> Source passage:
There are a few simple steps you can take to make
your cut flowers last longer.
By Larry Hodgson
Your home flower garden can be an almost inexhaustible source of cut flowers for the home. In fact, it was once common to plant a cutting garden near your house: a bed specifically dedicated to cut flowers. But even a small flowerbed can provide lots of bloom for indoor decoration.
When to Harvest
Each flower has specific preferences when it comes to harvesting it. However, in general, you should harvest flowers borne singly as well as composite flowers (daisylike blooms) just as they reach full bloom. If the flower stalk carries several to many flowers, though, harvest when about one quarter to one half of the flowers are open. That will ensure blooms for right away as well as the coming days and (hopefully) weeks.
Timing is important too! For a bouquet of cut flowers that lasts as long as possible, start by harvesting the flowers early in the morning, when the stems are fully turgid (rich in moisture). If the flowerbed is particularly dry, it may be worthwhile watering the day before.
What You’ll Need in the Garden
You need secateurs or a sharp knife. Don’t use scissors, as they tend to crush stems. Instead, you’ll want the stems to remain in top shape, with unhampered conduits.
And your cutting tool should be sterile.
You’ll also need a waterproof vessel to put the stems in . . . a clean bucket, for example.
And fresh water.
With that, you’re good to go!
How to Harvest
Bring a pail of warm water to the garden with you. Each time you cut a stem, place it immediately into the water. This will allow for better hydration.
And why warm water? Because flower stems absorb warm water better than cold.
As you begin preparing your arrangement in the vase of your choice, add a packet of cut flower preservative (available at the florists or in a dollar store) to the water. This product is designed to feed cut flowers and also lower the pH of their water. (Tap water is hard, but plants prefer their water acidic.) Even as it feeds the blooms, the preservative helps slow down the growth of harmful bacteria.
If you don’t have a cut flower preservative on hand, you can make a close substitute. Mix one part of 7-Up or Sprite to three parts water and add a drop of bleach. Or mix 1 teaspoon of sugar, 1 teaspoon of bleach and 2 teaspoons of lemon or lime juice to 1 quart (1 liter) of warm water.
Study each stem. Remove any leaves that will end up under water. Submerged leaves will likely start to rot, and then the rot can spread to the flower stem itself, bringing the display to a stop.

> Data for analysis:
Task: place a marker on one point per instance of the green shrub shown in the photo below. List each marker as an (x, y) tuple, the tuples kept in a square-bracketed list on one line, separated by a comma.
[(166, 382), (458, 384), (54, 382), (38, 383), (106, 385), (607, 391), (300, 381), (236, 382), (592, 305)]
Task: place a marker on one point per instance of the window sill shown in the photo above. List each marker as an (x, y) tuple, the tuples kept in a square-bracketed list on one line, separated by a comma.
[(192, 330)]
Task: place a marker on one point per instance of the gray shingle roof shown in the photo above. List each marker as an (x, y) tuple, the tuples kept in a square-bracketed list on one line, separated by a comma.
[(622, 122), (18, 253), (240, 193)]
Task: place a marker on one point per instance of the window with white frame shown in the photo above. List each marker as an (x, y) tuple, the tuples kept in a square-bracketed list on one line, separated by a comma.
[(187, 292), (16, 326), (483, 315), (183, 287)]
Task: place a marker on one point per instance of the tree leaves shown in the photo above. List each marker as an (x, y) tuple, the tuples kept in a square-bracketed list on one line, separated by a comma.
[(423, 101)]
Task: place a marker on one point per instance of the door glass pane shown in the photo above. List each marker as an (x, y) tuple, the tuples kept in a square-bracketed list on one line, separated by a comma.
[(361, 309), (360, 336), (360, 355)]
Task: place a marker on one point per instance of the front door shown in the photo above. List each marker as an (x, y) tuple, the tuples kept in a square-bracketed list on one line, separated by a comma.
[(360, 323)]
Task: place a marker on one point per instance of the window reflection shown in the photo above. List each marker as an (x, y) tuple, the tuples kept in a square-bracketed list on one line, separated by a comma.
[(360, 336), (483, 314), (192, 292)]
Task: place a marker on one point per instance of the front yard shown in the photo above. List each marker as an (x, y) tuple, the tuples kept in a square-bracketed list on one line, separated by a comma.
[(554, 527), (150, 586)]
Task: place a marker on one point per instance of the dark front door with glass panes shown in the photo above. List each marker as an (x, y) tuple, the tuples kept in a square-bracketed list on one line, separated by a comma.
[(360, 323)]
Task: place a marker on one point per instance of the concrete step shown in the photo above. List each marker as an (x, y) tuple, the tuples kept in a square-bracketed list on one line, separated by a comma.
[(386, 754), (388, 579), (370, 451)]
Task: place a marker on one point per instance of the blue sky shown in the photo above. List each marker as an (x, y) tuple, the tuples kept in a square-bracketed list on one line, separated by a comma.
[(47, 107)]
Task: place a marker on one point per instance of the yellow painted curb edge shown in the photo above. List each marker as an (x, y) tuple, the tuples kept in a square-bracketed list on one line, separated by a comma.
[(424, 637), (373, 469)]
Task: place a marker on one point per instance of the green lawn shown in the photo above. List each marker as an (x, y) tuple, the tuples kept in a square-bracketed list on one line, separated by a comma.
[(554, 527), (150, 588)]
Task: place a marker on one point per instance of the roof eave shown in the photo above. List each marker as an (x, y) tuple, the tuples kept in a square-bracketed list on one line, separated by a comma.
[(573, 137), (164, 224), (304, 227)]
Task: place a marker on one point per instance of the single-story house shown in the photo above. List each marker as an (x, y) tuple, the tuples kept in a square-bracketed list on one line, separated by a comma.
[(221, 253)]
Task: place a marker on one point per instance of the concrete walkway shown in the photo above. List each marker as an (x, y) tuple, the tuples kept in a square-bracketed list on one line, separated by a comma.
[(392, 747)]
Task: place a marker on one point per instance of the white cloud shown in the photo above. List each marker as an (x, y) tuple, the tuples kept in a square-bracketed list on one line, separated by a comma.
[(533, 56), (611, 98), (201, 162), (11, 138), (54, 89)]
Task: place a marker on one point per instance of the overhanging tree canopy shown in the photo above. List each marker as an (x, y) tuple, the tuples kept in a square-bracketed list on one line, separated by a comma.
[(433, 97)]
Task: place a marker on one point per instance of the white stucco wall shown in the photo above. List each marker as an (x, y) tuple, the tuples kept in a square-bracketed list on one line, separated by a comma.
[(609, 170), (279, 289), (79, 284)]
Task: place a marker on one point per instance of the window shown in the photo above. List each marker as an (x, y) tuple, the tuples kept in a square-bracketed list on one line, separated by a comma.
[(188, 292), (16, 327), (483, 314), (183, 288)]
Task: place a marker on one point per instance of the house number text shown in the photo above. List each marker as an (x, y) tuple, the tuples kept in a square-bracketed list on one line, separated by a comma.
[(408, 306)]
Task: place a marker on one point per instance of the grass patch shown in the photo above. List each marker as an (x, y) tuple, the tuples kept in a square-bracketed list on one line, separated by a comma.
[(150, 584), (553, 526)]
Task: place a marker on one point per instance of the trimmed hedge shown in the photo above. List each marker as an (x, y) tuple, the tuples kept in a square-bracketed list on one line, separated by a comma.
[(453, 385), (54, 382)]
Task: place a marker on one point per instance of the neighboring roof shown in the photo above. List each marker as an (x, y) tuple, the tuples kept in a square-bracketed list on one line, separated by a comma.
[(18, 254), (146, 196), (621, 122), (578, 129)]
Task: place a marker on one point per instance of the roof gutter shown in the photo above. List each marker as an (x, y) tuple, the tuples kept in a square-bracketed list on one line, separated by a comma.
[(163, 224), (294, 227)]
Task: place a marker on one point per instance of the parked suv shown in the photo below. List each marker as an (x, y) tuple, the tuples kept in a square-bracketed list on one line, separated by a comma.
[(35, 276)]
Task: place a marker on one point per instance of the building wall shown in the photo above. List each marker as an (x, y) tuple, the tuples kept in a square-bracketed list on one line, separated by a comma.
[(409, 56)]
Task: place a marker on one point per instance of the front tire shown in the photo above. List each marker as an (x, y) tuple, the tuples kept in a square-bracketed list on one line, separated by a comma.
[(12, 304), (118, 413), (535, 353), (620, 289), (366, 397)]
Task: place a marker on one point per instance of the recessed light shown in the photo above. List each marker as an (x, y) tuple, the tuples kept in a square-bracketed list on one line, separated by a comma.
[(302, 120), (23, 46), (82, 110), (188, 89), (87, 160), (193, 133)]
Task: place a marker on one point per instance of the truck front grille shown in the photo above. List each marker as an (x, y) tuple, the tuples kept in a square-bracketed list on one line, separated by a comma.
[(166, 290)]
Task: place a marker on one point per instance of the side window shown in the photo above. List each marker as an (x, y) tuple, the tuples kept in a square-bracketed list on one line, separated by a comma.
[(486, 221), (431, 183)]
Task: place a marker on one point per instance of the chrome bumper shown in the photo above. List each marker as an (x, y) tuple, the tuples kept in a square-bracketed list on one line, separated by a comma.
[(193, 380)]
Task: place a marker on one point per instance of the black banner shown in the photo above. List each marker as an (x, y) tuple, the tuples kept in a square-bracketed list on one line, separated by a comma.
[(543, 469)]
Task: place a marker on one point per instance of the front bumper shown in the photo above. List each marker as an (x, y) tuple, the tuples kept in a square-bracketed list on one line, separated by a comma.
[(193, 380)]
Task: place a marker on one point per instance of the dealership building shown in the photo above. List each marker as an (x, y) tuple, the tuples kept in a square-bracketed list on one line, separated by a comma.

> Problem details:
According to the cut flowers article, why should scissors not be used to cut stems? Please answer in one sentence. The items are separate material from the cut flowers article.

> Answer:
Scissors tend to crush stems.